Start of Block

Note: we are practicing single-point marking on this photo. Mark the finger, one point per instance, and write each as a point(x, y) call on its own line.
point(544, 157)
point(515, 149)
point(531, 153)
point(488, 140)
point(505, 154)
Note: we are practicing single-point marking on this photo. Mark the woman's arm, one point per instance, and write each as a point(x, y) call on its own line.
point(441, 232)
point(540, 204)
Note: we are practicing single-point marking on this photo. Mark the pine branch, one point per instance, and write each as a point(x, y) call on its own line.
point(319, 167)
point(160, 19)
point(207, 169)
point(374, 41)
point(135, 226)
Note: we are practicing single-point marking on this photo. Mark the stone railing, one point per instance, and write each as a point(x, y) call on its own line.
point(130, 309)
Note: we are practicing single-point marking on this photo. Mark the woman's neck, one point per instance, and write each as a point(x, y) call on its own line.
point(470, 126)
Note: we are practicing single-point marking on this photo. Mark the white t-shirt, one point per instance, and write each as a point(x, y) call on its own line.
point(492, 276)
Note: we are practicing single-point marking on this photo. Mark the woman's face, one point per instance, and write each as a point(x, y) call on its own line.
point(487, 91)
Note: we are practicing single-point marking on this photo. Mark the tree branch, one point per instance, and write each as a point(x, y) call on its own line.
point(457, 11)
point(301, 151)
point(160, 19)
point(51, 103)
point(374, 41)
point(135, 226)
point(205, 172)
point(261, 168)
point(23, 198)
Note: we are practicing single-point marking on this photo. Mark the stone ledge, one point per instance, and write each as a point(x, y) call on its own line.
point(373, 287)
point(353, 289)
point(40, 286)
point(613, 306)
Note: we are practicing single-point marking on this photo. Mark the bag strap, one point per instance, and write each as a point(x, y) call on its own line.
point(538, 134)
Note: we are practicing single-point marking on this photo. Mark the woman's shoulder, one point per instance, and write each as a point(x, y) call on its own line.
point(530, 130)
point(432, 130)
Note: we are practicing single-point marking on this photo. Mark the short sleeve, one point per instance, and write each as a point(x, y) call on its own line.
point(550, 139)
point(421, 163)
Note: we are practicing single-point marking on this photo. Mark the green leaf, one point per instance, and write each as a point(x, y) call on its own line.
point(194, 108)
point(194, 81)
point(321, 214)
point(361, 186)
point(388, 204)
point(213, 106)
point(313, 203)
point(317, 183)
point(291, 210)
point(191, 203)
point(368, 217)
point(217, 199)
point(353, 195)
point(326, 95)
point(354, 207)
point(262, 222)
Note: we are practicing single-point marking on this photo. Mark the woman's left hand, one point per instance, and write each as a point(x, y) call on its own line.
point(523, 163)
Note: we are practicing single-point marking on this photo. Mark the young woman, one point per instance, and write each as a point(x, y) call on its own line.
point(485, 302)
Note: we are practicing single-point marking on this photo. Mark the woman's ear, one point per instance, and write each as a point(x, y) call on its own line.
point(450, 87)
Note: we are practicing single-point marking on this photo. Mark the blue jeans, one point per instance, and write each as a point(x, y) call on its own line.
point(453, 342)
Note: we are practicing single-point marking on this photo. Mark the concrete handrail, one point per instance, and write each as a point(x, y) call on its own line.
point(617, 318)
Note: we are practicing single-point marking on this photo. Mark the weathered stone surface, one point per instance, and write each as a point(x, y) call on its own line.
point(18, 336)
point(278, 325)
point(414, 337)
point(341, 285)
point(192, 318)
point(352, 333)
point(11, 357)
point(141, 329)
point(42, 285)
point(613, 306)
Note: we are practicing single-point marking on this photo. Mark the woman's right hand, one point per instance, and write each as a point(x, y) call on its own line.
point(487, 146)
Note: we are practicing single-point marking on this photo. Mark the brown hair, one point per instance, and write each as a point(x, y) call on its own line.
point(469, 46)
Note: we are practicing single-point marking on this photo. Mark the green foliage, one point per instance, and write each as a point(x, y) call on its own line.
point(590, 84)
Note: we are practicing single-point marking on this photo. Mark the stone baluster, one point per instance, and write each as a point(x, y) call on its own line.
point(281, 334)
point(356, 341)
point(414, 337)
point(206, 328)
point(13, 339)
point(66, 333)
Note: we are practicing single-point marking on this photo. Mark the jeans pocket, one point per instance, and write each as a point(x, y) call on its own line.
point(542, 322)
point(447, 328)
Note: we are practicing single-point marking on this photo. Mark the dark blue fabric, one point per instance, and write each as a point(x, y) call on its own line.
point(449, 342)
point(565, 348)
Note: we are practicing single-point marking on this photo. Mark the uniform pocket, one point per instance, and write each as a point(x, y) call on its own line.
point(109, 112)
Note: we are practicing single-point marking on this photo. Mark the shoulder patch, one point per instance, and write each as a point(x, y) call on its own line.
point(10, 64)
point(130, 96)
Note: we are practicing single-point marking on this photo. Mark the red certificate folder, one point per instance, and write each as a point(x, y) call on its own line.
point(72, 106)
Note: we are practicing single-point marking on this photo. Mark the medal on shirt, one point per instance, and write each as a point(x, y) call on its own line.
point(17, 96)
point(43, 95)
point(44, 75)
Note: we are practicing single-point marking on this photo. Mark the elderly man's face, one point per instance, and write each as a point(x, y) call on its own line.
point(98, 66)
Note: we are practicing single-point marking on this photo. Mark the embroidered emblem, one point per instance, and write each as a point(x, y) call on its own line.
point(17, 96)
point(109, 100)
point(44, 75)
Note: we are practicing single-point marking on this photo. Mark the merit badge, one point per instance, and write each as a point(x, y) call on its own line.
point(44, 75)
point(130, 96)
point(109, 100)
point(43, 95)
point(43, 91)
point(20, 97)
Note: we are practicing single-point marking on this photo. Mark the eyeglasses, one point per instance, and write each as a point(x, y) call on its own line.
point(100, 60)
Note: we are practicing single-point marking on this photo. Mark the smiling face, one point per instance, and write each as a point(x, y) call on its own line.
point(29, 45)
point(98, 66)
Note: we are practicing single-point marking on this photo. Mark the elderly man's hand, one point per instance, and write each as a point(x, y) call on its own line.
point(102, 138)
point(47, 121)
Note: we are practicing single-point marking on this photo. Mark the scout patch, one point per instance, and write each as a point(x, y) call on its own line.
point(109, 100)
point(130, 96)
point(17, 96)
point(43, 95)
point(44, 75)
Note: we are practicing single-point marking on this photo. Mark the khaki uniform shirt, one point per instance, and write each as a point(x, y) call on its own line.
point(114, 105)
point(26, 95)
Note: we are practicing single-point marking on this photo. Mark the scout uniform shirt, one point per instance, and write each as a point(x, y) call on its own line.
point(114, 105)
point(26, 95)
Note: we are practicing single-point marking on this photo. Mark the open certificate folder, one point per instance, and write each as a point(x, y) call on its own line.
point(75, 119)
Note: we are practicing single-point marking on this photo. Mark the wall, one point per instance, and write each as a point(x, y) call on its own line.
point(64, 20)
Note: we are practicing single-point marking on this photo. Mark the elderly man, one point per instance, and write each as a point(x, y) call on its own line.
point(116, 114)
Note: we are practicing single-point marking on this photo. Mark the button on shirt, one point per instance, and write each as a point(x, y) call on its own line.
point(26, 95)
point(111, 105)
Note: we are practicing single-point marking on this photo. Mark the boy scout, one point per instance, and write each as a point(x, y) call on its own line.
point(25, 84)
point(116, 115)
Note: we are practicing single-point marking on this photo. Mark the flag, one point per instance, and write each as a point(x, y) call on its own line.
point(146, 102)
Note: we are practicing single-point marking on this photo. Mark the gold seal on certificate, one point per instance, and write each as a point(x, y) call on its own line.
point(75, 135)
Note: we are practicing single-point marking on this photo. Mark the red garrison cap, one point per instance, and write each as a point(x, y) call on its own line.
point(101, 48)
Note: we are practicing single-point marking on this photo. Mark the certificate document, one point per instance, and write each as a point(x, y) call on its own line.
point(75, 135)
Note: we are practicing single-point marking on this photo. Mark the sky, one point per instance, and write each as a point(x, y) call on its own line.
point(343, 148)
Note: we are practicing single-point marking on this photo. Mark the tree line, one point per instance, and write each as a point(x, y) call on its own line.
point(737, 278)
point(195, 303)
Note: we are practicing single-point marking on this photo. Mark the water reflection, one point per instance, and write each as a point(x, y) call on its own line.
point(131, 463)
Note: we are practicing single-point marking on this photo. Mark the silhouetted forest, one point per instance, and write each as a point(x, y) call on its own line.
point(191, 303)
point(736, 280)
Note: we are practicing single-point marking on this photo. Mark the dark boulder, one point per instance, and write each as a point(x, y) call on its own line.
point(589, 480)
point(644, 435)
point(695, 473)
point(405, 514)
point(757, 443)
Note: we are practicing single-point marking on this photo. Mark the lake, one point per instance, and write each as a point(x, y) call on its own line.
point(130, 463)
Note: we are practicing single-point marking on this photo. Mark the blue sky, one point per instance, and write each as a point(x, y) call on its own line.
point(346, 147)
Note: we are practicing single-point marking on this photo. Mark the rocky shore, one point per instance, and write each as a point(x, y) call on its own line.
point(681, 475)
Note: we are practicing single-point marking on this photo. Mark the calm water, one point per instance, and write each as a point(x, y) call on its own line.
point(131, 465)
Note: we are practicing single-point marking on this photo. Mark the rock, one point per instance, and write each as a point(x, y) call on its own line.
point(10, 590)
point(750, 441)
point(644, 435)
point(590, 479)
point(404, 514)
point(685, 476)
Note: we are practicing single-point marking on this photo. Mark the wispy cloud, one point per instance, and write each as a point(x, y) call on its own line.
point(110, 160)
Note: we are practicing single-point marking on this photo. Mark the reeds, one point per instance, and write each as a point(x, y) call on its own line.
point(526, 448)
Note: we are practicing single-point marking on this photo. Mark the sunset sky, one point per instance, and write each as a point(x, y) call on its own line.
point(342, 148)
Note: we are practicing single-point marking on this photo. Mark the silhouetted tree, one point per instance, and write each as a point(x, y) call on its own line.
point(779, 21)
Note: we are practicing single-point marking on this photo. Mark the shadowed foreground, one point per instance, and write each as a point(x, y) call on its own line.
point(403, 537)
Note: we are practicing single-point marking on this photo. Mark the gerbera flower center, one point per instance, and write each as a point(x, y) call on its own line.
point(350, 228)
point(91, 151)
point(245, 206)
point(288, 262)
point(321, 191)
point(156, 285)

End of Block
Start of Block

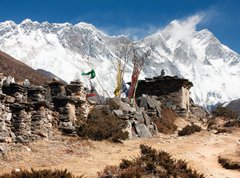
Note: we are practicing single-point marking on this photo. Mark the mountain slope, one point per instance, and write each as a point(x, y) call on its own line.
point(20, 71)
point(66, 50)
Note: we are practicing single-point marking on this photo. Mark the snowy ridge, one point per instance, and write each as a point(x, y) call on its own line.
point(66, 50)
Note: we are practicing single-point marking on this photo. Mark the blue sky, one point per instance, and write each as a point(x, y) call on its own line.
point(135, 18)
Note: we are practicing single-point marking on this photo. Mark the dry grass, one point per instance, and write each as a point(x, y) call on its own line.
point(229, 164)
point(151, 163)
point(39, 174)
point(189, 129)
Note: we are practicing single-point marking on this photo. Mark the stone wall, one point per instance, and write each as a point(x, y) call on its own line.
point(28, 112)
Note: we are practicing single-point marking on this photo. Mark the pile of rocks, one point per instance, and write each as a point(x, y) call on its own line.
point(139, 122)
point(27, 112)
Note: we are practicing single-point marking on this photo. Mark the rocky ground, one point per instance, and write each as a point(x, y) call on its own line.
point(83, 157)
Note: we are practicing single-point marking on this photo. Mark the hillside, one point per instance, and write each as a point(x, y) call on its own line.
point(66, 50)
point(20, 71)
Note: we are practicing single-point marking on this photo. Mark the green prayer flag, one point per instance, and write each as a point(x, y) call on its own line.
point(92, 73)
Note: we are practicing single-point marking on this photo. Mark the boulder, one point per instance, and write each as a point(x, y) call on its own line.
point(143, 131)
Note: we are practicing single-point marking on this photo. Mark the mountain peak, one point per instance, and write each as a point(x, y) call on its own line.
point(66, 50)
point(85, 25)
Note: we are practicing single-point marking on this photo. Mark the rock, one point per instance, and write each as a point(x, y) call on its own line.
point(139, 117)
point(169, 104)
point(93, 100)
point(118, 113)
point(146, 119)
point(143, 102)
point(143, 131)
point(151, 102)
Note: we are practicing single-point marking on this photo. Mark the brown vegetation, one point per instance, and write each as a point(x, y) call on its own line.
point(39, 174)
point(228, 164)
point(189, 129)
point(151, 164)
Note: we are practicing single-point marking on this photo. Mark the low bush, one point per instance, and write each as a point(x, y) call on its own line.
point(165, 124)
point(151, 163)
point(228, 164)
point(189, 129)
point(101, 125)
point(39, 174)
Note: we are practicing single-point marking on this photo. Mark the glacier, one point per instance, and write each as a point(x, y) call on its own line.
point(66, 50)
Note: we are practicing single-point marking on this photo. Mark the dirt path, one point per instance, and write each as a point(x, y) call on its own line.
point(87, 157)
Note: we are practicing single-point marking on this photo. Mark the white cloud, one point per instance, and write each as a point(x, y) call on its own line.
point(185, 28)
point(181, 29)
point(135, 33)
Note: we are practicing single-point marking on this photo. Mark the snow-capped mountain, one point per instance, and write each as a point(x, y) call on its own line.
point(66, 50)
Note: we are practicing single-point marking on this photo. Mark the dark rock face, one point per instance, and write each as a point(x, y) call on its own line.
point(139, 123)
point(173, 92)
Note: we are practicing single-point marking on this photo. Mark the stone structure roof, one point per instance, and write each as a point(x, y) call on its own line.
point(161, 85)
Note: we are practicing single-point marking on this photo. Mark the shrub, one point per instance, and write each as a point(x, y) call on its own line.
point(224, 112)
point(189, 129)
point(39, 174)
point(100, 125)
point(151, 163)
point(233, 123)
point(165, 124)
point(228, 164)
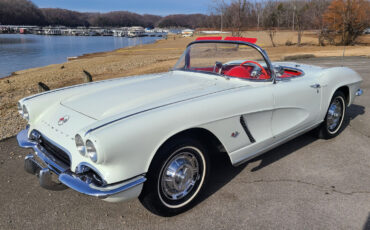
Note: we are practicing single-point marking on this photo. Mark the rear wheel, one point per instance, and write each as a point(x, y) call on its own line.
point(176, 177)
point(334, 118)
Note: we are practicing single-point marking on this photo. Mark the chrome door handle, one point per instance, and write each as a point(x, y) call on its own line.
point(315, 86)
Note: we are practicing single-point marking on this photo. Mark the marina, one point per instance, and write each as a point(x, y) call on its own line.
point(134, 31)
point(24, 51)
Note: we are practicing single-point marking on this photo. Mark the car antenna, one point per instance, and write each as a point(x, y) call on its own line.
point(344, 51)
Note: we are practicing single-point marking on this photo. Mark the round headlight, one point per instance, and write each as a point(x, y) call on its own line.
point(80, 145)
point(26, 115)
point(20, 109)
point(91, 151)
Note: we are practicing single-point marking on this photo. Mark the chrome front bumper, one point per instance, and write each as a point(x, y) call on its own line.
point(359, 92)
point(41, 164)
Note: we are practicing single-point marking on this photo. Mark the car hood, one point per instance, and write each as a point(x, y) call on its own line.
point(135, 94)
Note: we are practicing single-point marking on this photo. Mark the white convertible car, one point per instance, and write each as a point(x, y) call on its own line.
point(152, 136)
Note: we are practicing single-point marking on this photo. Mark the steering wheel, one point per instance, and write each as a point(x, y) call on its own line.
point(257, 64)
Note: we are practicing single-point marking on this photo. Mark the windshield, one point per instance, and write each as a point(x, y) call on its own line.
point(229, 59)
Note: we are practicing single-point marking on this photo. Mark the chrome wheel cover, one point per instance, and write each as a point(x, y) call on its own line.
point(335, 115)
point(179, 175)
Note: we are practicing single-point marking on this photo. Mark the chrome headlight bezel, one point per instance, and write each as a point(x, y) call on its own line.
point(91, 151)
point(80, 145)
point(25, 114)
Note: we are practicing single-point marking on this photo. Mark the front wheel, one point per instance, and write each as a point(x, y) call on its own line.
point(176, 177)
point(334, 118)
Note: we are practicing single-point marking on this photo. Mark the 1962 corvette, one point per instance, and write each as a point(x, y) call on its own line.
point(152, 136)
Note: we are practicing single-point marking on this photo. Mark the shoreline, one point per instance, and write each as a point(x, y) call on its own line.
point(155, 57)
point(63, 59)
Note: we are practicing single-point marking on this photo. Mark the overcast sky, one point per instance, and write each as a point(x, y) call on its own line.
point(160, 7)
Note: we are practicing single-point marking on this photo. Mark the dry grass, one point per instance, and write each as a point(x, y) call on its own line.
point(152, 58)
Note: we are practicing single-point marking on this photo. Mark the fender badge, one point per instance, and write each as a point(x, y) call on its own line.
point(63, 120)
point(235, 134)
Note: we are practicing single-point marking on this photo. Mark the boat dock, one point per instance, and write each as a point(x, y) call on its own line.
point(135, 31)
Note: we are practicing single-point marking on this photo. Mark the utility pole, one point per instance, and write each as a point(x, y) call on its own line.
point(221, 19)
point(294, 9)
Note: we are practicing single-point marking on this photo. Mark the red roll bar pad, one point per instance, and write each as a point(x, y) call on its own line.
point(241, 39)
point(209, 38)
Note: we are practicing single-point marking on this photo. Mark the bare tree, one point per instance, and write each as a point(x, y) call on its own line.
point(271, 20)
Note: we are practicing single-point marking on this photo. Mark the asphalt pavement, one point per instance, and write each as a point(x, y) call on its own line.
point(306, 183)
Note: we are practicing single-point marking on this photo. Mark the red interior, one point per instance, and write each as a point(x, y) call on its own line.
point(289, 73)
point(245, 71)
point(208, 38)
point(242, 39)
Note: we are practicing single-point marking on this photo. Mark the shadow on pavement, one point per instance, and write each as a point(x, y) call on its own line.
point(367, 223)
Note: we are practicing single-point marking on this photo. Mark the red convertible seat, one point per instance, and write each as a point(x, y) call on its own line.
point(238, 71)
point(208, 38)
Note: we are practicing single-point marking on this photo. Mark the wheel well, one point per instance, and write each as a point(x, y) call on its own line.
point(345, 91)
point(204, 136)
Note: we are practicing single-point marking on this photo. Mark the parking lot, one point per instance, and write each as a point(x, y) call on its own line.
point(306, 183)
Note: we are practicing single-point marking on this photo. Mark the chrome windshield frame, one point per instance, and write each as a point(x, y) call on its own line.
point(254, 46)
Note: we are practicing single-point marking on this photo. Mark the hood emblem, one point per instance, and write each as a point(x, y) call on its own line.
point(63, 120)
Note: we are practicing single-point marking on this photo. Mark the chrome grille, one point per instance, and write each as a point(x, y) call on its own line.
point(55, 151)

End of Block
Start of Block

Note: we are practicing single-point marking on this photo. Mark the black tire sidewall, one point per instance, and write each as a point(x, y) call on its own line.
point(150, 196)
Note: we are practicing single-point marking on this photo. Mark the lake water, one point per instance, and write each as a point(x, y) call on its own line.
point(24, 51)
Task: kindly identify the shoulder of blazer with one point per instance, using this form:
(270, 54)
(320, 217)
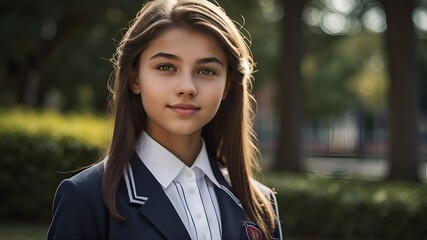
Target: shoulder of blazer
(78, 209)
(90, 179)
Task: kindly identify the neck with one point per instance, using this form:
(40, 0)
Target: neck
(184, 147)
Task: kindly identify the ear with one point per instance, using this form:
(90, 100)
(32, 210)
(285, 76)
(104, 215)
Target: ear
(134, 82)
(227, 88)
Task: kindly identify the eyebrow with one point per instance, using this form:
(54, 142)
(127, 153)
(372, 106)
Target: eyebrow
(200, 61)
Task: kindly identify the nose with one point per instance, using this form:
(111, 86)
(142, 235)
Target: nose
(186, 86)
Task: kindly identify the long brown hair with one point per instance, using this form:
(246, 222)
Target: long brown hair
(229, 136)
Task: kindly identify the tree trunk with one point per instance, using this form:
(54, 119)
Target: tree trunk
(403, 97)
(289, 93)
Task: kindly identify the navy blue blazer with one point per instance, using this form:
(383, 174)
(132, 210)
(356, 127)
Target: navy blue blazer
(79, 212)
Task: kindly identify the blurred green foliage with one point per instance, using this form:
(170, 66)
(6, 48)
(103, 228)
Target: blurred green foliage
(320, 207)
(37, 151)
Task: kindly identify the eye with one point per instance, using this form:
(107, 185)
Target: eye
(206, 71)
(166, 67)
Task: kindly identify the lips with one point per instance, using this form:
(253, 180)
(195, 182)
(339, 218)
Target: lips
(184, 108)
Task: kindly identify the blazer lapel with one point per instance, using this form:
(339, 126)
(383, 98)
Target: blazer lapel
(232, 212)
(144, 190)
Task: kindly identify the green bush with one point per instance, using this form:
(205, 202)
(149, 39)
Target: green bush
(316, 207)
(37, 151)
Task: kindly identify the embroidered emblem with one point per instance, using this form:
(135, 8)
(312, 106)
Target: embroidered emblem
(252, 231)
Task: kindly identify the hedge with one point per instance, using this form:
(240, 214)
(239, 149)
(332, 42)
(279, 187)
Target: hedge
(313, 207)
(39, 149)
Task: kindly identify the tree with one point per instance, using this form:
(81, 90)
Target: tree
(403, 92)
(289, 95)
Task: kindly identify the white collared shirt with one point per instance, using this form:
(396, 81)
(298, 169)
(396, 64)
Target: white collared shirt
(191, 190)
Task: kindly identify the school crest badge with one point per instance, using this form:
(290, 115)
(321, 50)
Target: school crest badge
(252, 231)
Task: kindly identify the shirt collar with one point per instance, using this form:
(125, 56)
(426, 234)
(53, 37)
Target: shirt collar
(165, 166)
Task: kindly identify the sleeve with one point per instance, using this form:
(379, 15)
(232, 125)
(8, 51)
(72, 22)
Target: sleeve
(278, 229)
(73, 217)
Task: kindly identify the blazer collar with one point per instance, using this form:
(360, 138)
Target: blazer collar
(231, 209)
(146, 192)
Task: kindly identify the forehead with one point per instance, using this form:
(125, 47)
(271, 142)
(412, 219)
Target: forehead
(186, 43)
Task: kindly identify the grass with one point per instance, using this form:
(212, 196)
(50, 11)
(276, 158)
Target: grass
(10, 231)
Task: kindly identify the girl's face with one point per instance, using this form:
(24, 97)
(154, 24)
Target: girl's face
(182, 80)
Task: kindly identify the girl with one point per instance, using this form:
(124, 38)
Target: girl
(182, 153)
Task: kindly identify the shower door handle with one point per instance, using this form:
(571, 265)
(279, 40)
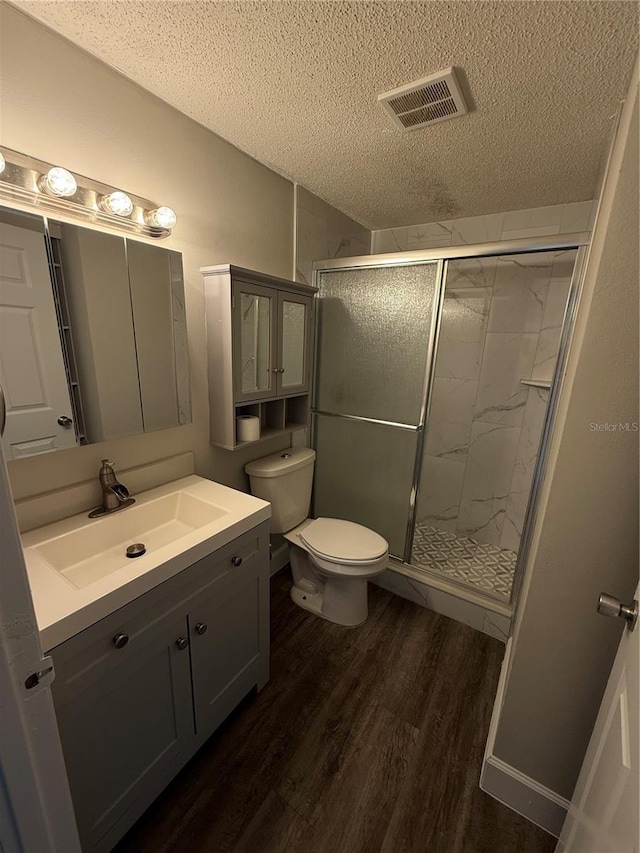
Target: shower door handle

End of Block

• _WHAT YOU NEED TO DO_:
Each line in the data above either holds "shower" or does not. State how many do, as a bare number.

• _RESULT OF THIS TASK_:
2